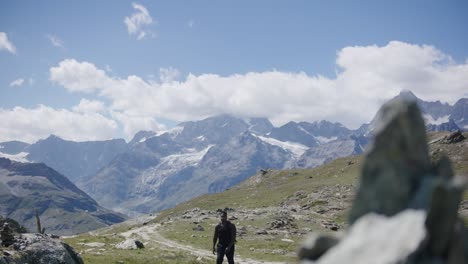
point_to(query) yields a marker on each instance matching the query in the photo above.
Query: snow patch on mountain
(305, 131)
(20, 157)
(174, 132)
(295, 148)
(430, 120)
(153, 177)
(324, 140)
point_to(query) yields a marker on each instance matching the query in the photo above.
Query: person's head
(223, 216)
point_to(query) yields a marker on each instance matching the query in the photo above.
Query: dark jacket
(226, 234)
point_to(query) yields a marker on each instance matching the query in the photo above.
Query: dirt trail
(150, 233)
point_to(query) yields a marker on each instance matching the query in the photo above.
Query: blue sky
(77, 69)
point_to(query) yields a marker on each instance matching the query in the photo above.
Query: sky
(96, 70)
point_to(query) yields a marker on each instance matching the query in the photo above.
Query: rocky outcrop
(406, 208)
(39, 249)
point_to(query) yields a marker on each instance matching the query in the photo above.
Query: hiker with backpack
(225, 235)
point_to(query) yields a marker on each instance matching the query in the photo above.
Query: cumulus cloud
(367, 77)
(5, 44)
(137, 23)
(79, 76)
(55, 41)
(132, 123)
(17, 82)
(191, 23)
(168, 74)
(89, 106)
(32, 124)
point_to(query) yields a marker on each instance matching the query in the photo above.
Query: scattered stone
(330, 225)
(315, 246)
(380, 239)
(198, 228)
(453, 138)
(95, 244)
(6, 235)
(130, 244)
(139, 244)
(41, 249)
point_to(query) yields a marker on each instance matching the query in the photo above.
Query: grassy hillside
(273, 211)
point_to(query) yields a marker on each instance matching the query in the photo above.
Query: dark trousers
(220, 250)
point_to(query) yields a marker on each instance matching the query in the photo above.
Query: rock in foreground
(406, 208)
(39, 249)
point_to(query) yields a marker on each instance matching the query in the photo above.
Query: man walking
(225, 234)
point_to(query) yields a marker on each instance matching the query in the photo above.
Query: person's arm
(215, 238)
(233, 237)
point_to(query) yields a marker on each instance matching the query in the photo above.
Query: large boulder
(406, 207)
(40, 249)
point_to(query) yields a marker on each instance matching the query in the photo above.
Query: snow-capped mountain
(159, 170)
(206, 156)
(437, 116)
(63, 208)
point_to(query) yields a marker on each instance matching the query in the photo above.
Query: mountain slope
(63, 208)
(75, 159)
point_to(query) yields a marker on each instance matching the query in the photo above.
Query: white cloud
(89, 106)
(17, 82)
(191, 23)
(137, 23)
(78, 76)
(5, 44)
(168, 74)
(55, 41)
(30, 125)
(367, 77)
(133, 123)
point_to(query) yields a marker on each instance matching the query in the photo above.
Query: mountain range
(155, 171)
(63, 208)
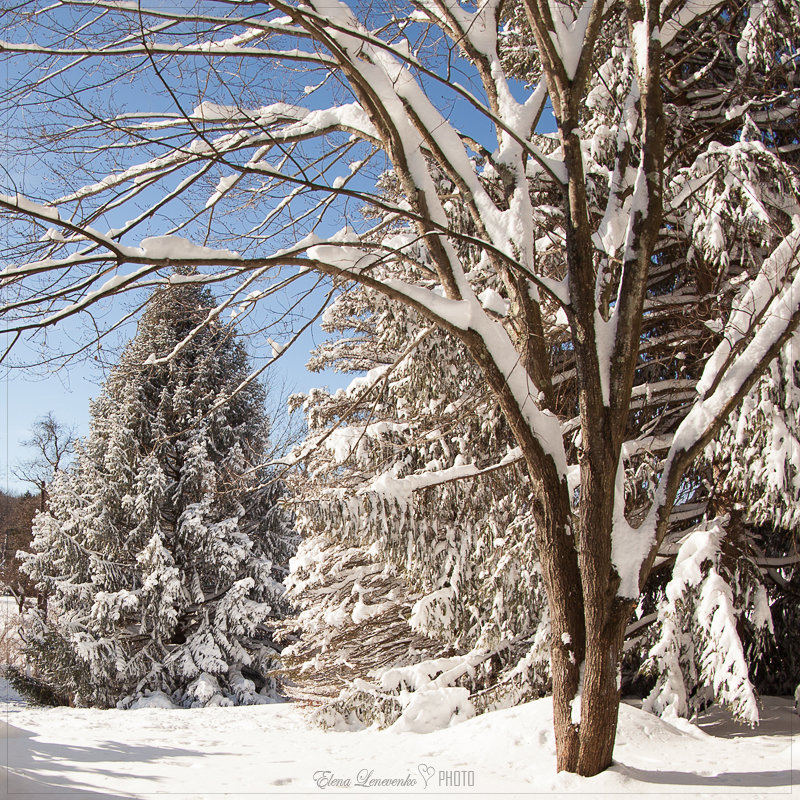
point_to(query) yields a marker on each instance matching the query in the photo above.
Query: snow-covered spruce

▬▬▬▬▬▬▬▬▬▬

| WHAT IS NEEDED |
Would you output the listing above verbatim, without its pictures?

| SOLUTION |
point_to(query) yields a marker on each instance matching the query in the photo above.
Query: snow patch on mountain
(305, 131)
(20, 157)
(174, 132)
(295, 148)
(430, 120)
(153, 177)
(324, 140)
point_to(query) yields a marker on each instance matching the query in the photo above.
Query: person's head
(223, 216)
point_to(query) yields a marker on each instance matching the query in the photo above.
Query: dark jacket
(226, 234)
point_to(query) yields a marker on each instance matching the query in the photo above.
Query: dirt trail
(150, 233)
point_to(query) yields a marker on each instance matching the query in the photo above.
Query: blue sky
(77, 69)
point_to(query) yields a marker on each instance matching the query in the photo above.
Query: sky
(96, 70)
point_to(query) yields a marker on each instance matching the query in the photo above.
Query: rocky outcrop
(406, 208)
(39, 249)
point_to(query) yields a marker on each instance matching the query in the photo above.
Query: hiker with backpack
(225, 235)
point_to(query) yields a marker on each instance matching the query in the photo above.
Query: cumulus cloud
(367, 77)
(5, 44)
(137, 23)
(79, 76)
(55, 41)
(132, 123)
(17, 82)
(191, 23)
(168, 74)
(89, 106)
(32, 124)
point_to(query) yields a marker on each instance matching the query in the photo above.
Query: scattered stone
(330, 225)
(315, 246)
(380, 239)
(198, 228)
(453, 138)
(95, 244)
(6, 235)
(130, 244)
(139, 244)
(41, 249)
point_to(query) yields a marker on each instance matching the query in the photo above.
Query: grassy hillside
(273, 211)
point_to(query) yields a marker on each instance matching the query in the photo above.
Query: dark trousers
(220, 250)
point_to(query) yields a marker on each instance matching the query in the photo above.
Query: rock in foreground
(406, 208)
(39, 249)
point_to(query) yields a marker on each instance matching the query in the photo above.
Query: man walking
(225, 234)
point_to(query) yields a marker on each instance matching the query in the photo above.
Query: person's arm
(215, 238)
(233, 237)
point_to(query) yields a marker on each instance matching the query in the photo above.
Query: large boulder
(406, 207)
(40, 249)
point_to(query) yields a marker on each instance matching the query in the photo above.
Query: snow-capped mountain
(159, 170)
(206, 156)
(437, 116)
(63, 208)
point_to(query) yields a marker on each instance matching the query in the photo above.
Query: mountain slope
(63, 208)
(75, 159)
point_to(query) yields a marker on each instance matching the query in the photo above.
Query: white cloud
(89, 106)
(17, 82)
(191, 23)
(137, 23)
(78, 76)
(5, 44)
(168, 74)
(55, 41)
(30, 125)
(367, 77)
(133, 123)
point_to(query) yields a marker on each instance matching the query in the photo above.
Query: mountain range
(155, 171)
(63, 208)
point_to(query) yields a marker on each instance matching the query in the photo above.
Query: snow-covered spruce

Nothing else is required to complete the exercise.